— START OF Stored data —

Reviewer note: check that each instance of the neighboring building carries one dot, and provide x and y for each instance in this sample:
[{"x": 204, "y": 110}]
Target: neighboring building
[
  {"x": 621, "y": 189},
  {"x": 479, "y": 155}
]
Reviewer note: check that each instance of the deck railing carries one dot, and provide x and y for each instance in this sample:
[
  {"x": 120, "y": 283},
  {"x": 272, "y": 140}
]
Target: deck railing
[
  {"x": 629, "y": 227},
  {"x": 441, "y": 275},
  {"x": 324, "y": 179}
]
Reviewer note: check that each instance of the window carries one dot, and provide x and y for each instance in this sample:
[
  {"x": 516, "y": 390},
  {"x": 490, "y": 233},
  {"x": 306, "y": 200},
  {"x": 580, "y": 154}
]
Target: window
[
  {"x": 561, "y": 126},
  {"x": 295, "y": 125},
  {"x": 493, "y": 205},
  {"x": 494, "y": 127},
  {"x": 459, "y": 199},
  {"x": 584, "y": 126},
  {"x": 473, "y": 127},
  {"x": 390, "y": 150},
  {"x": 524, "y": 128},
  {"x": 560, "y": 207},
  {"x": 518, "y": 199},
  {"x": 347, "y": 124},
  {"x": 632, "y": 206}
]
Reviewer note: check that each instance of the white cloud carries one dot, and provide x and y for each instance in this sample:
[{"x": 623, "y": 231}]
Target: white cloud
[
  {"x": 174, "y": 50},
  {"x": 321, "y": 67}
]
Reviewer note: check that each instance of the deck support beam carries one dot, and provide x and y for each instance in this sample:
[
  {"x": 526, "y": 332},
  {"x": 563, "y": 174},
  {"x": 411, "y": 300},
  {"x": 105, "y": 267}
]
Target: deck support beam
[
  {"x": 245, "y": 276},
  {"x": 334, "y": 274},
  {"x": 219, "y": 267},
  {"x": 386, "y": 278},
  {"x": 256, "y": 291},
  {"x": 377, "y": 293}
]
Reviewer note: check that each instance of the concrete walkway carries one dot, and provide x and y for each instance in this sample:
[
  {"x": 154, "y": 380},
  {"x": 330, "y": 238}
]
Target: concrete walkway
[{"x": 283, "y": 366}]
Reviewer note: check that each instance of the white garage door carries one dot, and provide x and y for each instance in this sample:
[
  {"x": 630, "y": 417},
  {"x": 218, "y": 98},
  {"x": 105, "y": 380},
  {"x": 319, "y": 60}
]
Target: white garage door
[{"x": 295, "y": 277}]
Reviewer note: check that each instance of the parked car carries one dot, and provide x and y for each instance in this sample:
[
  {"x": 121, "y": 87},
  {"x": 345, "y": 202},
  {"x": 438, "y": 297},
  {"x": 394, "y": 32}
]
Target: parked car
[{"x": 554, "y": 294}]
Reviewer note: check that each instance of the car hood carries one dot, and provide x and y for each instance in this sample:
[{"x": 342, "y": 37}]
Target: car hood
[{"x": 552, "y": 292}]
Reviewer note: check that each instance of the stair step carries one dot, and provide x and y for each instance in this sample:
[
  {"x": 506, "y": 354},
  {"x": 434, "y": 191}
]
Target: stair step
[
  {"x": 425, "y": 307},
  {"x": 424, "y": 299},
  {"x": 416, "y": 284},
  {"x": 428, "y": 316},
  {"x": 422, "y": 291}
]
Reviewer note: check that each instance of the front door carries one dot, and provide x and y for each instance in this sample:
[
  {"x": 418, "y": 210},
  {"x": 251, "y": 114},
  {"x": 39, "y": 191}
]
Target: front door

— END OF Stored data —

■ The request
Rewrite every line of the items above as a Markdown table with the columns "No." and "Line," numbering each row and leaving out blank lines.

■ Exercise solution
| No. | Line |
|---|---|
| 1 | Reviewer note: check that each instance of the neighboring building carries one dot, and provide x and y for each instance in this sample: |
| 2 | [{"x": 204, "y": 110}] |
| 3 | Target: neighboring building |
| 4 | [ |
| 5 |   {"x": 621, "y": 189}, |
| 6 |   {"x": 479, "y": 155} |
| 7 | ] |
| 8 | Reviewer note: check that each instance of the deck railing carries one dot, and provide x and y for each instance in this sample: |
| 9 | [ |
| 10 |   {"x": 120, "y": 283}, |
| 11 |   {"x": 272, "y": 140} |
| 12 | ] |
| 13 | Target: deck railing |
| 14 | [ |
| 15 |   {"x": 629, "y": 227}, |
| 16 |   {"x": 441, "y": 275}, |
| 17 |   {"x": 324, "y": 179} |
| 18 | ] |
| 19 | Reviewer note: check that each instance of the window carries one dot, and provide x and y for each instance in this sample: |
| 20 | [ |
| 21 |   {"x": 516, "y": 390}, |
| 22 |   {"x": 490, "y": 233}, |
| 23 |   {"x": 306, "y": 200}, |
| 24 |   {"x": 580, "y": 154} |
| 25 | ] |
| 26 | Target: window |
| 27 | [ |
| 28 |   {"x": 561, "y": 126}, |
| 29 |   {"x": 295, "y": 125}, |
| 30 |   {"x": 493, "y": 205}, |
| 31 |   {"x": 494, "y": 127}, |
| 32 |   {"x": 459, "y": 199}, |
| 33 |   {"x": 584, "y": 126}, |
| 34 |   {"x": 473, "y": 127}, |
| 35 |   {"x": 390, "y": 150}, |
| 36 |   {"x": 524, "y": 128}, |
| 37 |   {"x": 560, "y": 207}, |
| 38 |   {"x": 518, "y": 199}, |
| 39 |   {"x": 347, "y": 124}, |
| 40 |   {"x": 632, "y": 206} |
| 41 | ] |
| 42 | Reviewer note: check that each instance of the white cloud carries one dot, and provide x and y for each instance in this sample: |
| 43 | [{"x": 623, "y": 231}] |
| 44 | Target: white cloud |
| 45 | [ |
| 46 |   {"x": 174, "y": 50}, |
| 47 |   {"x": 321, "y": 67} |
| 48 | ] |
| 49 | Reviewer note: check that each instance of the deck support beam carries one dot, and provide x and y for each instance in this sample: |
| 50 | [ |
| 51 |   {"x": 526, "y": 332}, |
| 52 |   {"x": 563, "y": 174}, |
| 53 |   {"x": 411, "y": 300}, |
| 54 |   {"x": 105, "y": 267} |
| 55 | ] |
| 56 | Target: deck support beam |
| 57 | [ |
| 58 |   {"x": 245, "y": 276}, |
| 59 |   {"x": 334, "y": 274}, |
| 60 |   {"x": 219, "y": 267}, |
| 61 |   {"x": 386, "y": 278}, |
| 62 |   {"x": 256, "y": 291}, |
| 63 |   {"x": 377, "y": 293} |
| 64 | ] |
| 65 | Reviewer note: check that each instance of the concrete walkway carries one dot, and provide x and y for each instance in this sample: |
| 66 | [ |
| 67 |   {"x": 154, "y": 380}, |
| 68 |   {"x": 330, "y": 238} |
| 69 | ] |
| 70 | Target: concrete walkway |
| 71 | [{"x": 283, "y": 366}] |
| 72 | Reviewer note: check that each instance of the white garage door carries one dot, and provide x and y for each instance in this sample: |
| 73 | [ |
| 74 |   {"x": 630, "y": 417}, |
| 75 |   {"x": 218, "y": 98}, |
| 76 |   {"x": 105, "y": 380}, |
| 77 |   {"x": 319, "y": 60} |
| 78 | ] |
| 79 | Target: white garage door |
| 80 | [{"x": 295, "y": 277}] |
| 81 | Reviewer note: check that each instance of the parked car carries one dot, and provide x and y for each instance in this sample: |
| 82 | [ |
| 83 |   {"x": 121, "y": 87}, |
| 84 |   {"x": 345, "y": 202}, |
| 85 |   {"x": 438, "y": 297}, |
| 86 |   {"x": 394, "y": 32} |
| 87 | ] |
| 88 | Target: parked car |
| 89 | [{"x": 554, "y": 294}] |
| 90 | Reviewer note: check that each instance of the car hood carries one dot, and provide x and y for each instance in this sample: |
| 91 | [{"x": 342, "y": 37}] |
| 92 | Target: car hood |
| 93 | [{"x": 552, "y": 292}] |
| 94 | Reviewer note: check that each instance of the stair step carries one dot, and provide x and y for each instance in this sample: |
| 95 | [ |
| 96 |   {"x": 506, "y": 354}, |
| 97 |   {"x": 434, "y": 191} |
| 98 | ] |
| 99 | Target: stair step |
| 100 | [ |
| 101 |   {"x": 425, "y": 307}, |
| 102 |   {"x": 424, "y": 299}, |
| 103 |   {"x": 416, "y": 284}, |
| 104 |   {"x": 428, "y": 316}, |
| 105 |   {"x": 422, "y": 291} |
| 106 | ] |
| 107 | Reviewer note: check that each instance of the front door carries one dot, and provide x and y for each instance in this sample: |
| 108 | [ |
| 109 |   {"x": 418, "y": 210}, |
| 110 |   {"x": 251, "y": 114}, |
| 111 |   {"x": 39, "y": 191} |
| 112 | ] |
| 113 | Target: front door |